• _Request_: Your task is to repeat the records exactly from the line containing "row: white sock" onward, through the final line.

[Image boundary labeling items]
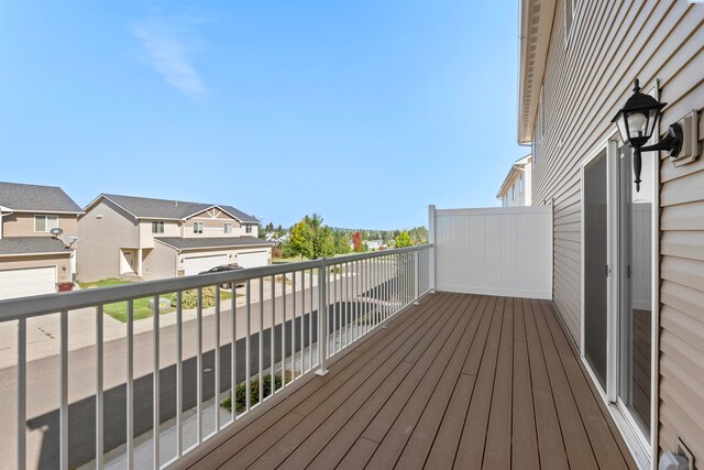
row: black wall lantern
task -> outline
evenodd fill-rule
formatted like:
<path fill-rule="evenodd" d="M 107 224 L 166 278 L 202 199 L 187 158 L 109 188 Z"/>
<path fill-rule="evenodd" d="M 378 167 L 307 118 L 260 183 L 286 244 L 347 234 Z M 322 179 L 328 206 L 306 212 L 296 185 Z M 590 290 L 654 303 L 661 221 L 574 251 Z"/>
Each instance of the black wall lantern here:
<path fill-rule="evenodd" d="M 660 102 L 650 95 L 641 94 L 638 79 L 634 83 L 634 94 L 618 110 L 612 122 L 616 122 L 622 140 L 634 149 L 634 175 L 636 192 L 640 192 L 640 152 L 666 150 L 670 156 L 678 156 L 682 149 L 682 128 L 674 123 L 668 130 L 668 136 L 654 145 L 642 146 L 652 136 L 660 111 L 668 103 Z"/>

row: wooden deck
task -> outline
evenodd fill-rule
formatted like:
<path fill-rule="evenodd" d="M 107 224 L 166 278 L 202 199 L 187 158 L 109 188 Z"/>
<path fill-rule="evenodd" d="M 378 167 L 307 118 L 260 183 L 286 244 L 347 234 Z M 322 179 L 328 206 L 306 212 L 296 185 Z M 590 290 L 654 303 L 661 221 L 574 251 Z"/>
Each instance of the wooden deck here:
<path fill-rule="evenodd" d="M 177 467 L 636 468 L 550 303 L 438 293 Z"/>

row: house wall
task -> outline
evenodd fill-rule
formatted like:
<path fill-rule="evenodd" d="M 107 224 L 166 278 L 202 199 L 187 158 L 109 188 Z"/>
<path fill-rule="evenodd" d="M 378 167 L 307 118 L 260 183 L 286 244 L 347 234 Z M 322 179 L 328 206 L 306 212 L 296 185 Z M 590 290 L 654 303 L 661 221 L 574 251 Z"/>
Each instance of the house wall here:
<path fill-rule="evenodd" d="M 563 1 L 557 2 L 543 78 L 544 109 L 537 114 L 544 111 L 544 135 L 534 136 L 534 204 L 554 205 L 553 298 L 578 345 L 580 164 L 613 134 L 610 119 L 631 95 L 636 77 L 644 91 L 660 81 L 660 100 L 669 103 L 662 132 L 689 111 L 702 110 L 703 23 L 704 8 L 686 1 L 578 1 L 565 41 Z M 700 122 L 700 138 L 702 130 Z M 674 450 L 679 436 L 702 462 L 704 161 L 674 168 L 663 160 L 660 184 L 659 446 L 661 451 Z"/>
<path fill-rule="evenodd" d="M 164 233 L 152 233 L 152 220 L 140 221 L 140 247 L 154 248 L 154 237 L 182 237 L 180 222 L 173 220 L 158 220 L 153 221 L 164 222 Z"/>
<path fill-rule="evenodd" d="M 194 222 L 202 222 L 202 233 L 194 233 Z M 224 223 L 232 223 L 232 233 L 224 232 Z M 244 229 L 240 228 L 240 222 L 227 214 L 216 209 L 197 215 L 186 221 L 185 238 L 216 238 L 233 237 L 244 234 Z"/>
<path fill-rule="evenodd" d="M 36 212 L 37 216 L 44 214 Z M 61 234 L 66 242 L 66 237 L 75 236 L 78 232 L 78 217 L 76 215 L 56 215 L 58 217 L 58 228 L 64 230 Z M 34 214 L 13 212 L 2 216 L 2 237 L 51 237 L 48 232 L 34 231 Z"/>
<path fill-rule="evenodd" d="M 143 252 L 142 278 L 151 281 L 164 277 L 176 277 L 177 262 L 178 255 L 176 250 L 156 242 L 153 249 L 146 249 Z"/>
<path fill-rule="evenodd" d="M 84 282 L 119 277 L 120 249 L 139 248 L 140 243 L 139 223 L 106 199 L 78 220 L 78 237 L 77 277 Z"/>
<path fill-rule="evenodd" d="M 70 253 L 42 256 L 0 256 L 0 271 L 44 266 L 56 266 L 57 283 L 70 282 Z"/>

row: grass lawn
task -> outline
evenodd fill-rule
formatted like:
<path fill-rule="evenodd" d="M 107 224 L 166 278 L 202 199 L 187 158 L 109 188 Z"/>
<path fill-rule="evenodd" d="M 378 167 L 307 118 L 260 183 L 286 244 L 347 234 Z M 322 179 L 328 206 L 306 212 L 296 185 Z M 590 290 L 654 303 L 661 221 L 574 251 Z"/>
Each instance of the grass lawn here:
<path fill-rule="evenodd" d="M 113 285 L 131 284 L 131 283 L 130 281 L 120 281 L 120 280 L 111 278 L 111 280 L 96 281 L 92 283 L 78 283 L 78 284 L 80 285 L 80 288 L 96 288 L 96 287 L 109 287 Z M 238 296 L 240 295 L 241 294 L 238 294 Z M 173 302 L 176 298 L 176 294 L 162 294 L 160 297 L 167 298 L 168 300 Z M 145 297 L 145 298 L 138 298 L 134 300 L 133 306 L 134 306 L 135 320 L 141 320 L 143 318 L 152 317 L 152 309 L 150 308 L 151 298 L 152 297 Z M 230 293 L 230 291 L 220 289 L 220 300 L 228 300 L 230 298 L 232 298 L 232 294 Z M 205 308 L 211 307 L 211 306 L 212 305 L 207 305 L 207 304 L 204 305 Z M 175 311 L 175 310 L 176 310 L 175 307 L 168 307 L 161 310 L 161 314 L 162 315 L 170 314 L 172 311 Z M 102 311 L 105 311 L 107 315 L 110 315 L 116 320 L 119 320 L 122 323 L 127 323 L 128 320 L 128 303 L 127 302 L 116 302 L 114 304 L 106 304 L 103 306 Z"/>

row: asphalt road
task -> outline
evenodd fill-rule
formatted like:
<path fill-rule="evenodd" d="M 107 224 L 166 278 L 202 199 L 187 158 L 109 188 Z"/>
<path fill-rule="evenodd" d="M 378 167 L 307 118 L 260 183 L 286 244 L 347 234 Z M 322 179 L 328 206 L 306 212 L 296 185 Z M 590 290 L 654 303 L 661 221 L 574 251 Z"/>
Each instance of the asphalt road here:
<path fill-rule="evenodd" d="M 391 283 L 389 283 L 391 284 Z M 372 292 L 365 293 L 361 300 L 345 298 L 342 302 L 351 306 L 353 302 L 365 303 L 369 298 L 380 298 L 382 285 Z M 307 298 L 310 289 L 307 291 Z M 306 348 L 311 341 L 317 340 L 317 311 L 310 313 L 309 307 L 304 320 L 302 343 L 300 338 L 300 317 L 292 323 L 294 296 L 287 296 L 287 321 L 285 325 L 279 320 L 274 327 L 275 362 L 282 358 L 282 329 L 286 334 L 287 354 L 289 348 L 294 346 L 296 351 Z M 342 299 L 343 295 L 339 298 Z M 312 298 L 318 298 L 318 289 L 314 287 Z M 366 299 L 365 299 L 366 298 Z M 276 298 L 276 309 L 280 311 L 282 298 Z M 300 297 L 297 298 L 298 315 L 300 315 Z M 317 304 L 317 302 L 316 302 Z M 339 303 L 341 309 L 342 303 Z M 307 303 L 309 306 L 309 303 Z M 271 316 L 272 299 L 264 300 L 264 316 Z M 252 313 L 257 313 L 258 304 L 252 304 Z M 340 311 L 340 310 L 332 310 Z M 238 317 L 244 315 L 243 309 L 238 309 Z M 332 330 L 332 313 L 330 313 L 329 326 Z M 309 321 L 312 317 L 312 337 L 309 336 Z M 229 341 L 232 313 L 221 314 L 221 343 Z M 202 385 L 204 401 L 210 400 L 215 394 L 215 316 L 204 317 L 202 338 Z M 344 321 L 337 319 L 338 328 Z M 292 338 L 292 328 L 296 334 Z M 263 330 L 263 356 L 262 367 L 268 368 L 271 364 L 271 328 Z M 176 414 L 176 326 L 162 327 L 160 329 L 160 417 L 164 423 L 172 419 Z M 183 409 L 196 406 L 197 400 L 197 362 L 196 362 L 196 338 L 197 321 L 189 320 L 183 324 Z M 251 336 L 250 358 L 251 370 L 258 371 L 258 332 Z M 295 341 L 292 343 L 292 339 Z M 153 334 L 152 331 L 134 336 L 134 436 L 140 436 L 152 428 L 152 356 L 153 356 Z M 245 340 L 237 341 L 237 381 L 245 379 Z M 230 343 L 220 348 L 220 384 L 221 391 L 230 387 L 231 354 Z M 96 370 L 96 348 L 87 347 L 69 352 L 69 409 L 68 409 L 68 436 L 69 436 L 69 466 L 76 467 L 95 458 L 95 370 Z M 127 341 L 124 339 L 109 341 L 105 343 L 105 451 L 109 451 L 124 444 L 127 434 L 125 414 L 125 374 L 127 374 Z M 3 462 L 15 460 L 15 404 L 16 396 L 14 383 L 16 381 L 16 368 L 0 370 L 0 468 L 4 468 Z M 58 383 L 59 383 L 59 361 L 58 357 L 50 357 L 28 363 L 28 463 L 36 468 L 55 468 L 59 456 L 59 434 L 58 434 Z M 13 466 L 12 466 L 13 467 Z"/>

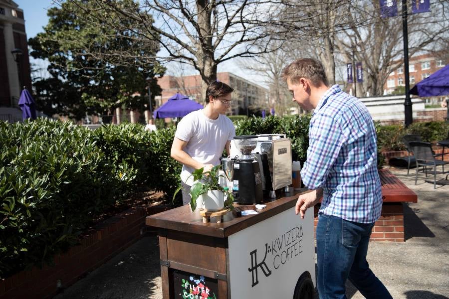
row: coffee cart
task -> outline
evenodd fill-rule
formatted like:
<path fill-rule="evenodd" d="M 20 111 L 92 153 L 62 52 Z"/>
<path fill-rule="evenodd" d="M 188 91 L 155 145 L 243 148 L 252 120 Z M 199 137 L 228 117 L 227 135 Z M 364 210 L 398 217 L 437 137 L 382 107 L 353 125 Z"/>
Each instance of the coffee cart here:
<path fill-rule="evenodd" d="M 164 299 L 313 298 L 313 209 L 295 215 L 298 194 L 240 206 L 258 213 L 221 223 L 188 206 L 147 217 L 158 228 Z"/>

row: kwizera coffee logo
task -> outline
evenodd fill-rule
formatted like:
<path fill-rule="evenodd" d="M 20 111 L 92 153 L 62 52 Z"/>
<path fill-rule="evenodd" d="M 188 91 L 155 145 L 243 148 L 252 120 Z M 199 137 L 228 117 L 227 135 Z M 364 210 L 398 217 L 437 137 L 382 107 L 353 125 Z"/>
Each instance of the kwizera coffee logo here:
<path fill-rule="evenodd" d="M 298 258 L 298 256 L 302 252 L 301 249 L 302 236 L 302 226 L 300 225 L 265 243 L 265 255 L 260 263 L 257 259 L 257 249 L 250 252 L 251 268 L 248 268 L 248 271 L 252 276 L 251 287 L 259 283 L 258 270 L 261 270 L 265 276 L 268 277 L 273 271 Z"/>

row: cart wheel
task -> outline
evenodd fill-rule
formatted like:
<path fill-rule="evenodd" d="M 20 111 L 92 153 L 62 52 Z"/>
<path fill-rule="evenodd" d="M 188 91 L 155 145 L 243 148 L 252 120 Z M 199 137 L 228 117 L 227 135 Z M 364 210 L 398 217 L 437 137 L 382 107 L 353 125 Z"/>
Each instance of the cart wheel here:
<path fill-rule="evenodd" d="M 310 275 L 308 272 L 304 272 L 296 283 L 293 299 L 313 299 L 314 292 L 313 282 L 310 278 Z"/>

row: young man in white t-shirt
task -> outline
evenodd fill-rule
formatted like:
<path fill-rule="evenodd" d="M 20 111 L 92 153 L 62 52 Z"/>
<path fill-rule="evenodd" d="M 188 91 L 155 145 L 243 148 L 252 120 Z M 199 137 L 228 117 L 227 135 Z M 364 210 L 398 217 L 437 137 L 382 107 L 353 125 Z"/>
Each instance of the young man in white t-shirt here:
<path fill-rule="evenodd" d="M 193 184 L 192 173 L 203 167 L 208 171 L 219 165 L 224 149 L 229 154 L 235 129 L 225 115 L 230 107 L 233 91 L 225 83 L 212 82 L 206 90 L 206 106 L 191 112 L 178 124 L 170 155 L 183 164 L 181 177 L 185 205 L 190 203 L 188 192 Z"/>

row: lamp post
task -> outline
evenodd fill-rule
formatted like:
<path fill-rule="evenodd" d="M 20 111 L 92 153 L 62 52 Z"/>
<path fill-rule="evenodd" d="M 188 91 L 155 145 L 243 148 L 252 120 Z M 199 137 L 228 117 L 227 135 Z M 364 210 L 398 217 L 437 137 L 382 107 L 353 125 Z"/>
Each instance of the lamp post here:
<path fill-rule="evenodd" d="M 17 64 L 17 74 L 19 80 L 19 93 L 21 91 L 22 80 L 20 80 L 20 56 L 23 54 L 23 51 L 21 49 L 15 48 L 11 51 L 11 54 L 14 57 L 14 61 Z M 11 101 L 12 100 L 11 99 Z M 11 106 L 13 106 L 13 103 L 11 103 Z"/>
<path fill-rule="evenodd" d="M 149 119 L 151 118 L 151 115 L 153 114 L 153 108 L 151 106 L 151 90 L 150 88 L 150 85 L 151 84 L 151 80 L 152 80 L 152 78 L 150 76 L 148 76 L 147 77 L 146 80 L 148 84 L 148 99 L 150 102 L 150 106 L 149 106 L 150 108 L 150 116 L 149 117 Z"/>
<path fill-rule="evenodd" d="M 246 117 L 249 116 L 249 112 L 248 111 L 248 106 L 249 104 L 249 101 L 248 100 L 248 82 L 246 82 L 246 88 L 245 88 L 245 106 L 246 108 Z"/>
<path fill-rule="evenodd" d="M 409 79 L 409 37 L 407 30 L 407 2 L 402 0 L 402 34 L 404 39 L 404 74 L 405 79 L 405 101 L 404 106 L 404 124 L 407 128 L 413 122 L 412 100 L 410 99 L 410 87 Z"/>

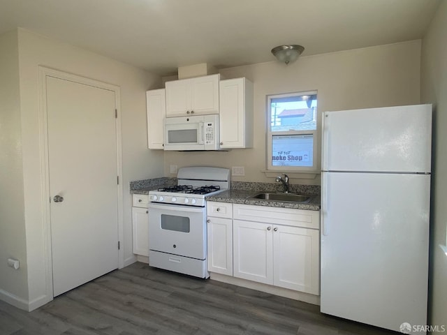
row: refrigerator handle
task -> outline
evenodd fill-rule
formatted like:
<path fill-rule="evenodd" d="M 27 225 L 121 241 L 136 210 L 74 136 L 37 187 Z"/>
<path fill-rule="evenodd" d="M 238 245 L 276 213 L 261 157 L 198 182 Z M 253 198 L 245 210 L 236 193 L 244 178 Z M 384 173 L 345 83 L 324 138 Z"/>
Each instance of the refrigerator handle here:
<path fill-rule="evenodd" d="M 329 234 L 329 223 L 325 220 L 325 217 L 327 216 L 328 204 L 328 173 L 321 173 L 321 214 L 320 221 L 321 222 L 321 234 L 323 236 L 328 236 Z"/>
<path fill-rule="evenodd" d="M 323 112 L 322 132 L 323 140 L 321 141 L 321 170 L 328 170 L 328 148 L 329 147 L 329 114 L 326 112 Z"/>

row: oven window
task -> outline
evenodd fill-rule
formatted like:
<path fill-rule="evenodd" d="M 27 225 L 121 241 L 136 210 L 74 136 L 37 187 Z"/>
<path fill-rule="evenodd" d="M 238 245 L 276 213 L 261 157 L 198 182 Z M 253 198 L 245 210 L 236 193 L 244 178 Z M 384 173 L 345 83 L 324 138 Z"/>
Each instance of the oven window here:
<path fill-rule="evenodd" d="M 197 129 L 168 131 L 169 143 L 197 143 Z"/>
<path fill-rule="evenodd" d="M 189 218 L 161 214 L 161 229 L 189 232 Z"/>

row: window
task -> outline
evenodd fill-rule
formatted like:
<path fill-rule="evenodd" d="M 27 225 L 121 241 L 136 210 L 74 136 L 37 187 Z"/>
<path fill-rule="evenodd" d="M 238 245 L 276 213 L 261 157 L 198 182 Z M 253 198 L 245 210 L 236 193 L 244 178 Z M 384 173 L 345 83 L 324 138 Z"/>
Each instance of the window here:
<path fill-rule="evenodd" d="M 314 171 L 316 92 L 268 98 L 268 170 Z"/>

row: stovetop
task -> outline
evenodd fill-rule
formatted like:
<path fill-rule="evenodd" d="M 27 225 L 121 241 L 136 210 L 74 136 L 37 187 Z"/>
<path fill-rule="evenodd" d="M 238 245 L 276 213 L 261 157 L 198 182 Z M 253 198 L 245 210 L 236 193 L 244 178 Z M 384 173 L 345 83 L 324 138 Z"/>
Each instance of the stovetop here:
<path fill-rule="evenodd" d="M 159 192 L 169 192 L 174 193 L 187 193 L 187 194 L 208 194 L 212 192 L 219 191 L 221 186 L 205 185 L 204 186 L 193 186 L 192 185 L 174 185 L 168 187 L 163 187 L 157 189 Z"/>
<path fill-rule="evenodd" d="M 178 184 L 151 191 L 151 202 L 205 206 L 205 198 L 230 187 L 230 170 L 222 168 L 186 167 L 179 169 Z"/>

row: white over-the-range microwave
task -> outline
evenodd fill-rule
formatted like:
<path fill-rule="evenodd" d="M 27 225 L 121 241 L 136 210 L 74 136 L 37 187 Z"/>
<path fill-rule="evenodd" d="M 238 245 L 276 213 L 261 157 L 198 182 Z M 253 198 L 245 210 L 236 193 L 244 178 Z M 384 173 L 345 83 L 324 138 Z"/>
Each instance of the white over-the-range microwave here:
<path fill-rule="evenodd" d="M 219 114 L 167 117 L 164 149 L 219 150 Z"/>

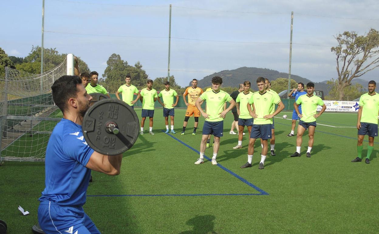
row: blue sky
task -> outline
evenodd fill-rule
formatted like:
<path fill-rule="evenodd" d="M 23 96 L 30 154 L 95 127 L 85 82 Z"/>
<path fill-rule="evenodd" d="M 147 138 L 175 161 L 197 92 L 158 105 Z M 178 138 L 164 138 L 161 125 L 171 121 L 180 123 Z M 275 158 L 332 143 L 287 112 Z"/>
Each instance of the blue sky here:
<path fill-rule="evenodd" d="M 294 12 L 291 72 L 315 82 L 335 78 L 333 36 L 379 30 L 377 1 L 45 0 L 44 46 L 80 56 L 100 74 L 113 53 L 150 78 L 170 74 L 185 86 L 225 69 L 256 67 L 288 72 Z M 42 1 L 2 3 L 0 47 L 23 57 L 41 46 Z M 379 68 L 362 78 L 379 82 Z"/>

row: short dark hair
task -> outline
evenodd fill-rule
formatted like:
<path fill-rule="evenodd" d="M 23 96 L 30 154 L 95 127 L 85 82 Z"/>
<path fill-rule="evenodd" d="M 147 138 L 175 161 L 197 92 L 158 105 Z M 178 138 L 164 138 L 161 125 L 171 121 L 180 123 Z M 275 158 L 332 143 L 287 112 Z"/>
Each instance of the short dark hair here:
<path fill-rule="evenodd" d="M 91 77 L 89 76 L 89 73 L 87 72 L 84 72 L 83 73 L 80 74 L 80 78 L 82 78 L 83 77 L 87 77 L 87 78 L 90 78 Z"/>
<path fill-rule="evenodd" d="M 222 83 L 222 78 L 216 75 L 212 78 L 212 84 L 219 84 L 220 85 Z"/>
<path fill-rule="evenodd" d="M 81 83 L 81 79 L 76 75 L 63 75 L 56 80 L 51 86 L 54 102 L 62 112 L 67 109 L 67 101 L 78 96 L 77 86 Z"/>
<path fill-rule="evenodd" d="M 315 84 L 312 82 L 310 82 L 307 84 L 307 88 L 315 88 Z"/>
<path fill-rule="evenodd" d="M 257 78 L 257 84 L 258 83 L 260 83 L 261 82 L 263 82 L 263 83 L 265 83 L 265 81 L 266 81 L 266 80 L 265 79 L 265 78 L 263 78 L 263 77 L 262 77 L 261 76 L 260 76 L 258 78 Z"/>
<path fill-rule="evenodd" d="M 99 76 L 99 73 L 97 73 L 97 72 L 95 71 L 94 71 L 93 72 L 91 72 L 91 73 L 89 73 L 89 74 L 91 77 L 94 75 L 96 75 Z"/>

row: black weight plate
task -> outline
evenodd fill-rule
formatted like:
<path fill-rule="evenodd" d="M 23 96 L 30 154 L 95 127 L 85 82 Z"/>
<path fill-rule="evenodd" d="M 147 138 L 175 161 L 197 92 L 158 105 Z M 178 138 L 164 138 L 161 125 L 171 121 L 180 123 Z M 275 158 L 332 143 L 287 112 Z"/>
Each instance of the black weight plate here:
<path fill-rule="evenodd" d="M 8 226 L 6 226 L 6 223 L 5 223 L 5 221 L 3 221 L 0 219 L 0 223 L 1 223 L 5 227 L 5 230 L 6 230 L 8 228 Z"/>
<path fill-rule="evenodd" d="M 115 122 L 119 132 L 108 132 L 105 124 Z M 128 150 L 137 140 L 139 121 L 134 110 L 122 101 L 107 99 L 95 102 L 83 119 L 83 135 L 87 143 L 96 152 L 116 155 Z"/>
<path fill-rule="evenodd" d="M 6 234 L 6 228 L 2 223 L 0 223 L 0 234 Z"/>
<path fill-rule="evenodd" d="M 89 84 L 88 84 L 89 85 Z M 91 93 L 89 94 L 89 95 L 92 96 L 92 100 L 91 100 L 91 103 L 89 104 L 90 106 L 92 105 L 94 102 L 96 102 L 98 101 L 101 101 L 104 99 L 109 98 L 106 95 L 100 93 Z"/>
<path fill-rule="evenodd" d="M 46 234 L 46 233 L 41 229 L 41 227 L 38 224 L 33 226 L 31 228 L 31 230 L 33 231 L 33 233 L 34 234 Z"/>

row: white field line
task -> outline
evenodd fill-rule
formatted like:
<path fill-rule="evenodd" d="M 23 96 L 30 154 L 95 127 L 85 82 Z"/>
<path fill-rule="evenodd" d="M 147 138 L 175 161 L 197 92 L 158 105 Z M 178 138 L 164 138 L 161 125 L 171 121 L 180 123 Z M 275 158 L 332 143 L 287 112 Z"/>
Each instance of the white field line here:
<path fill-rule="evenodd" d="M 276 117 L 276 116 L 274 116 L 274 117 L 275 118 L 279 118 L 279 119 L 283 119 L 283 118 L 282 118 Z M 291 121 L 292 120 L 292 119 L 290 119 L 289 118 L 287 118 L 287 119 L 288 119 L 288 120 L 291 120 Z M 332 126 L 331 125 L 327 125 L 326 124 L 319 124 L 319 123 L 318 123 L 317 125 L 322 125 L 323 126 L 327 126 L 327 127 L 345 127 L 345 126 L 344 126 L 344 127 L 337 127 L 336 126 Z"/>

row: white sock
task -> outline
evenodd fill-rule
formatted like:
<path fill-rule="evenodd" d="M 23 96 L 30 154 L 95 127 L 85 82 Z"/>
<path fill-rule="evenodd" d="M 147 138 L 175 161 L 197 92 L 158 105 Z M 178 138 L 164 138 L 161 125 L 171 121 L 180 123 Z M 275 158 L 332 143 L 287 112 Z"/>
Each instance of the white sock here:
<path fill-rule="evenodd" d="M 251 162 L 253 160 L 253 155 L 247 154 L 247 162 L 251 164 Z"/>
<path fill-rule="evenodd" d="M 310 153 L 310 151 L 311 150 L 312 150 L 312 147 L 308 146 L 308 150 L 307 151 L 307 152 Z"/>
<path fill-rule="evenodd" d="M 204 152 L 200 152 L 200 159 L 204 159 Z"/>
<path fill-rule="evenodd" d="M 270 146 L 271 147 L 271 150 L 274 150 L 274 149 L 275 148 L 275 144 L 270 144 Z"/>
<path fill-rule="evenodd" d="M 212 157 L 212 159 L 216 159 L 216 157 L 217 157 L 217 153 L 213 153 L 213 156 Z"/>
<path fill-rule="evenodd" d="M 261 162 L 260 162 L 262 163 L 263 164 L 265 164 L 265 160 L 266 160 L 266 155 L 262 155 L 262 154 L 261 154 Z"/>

• _Correct answer_:
row: white sock
task -> outline
evenodd fill-rule
formatted like:
<path fill-rule="evenodd" d="M 23 96 L 30 154 L 95 127 L 85 82 Z"/>
<path fill-rule="evenodd" d="M 147 138 L 175 161 L 197 92 L 158 105 Z M 178 138 L 164 138 L 161 125 L 171 121 L 180 123 Z M 275 158 L 332 143 L 287 112 Z"/>
Each instance of the white sock here:
<path fill-rule="evenodd" d="M 251 162 L 253 160 L 253 155 L 247 154 L 247 162 L 251 164 Z"/>
<path fill-rule="evenodd" d="M 310 153 L 310 151 L 311 150 L 312 150 L 312 147 L 308 146 L 308 150 L 307 151 L 307 152 Z"/>
<path fill-rule="evenodd" d="M 204 152 L 200 152 L 200 159 L 204 159 Z"/>
<path fill-rule="evenodd" d="M 270 146 L 271 147 L 271 150 L 274 150 L 274 149 L 275 148 L 275 144 L 270 144 Z"/>
<path fill-rule="evenodd" d="M 212 157 L 212 159 L 216 159 L 216 157 L 217 157 L 217 153 L 213 153 L 213 156 Z"/>
<path fill-rule="evenodd" d="M 261 162 L 260 162 L 262 163 L 263 164 L 265 164 L 265 160 L 266 160 L 266 155 L 262 155 L 262 154 L 261 154 Z"/>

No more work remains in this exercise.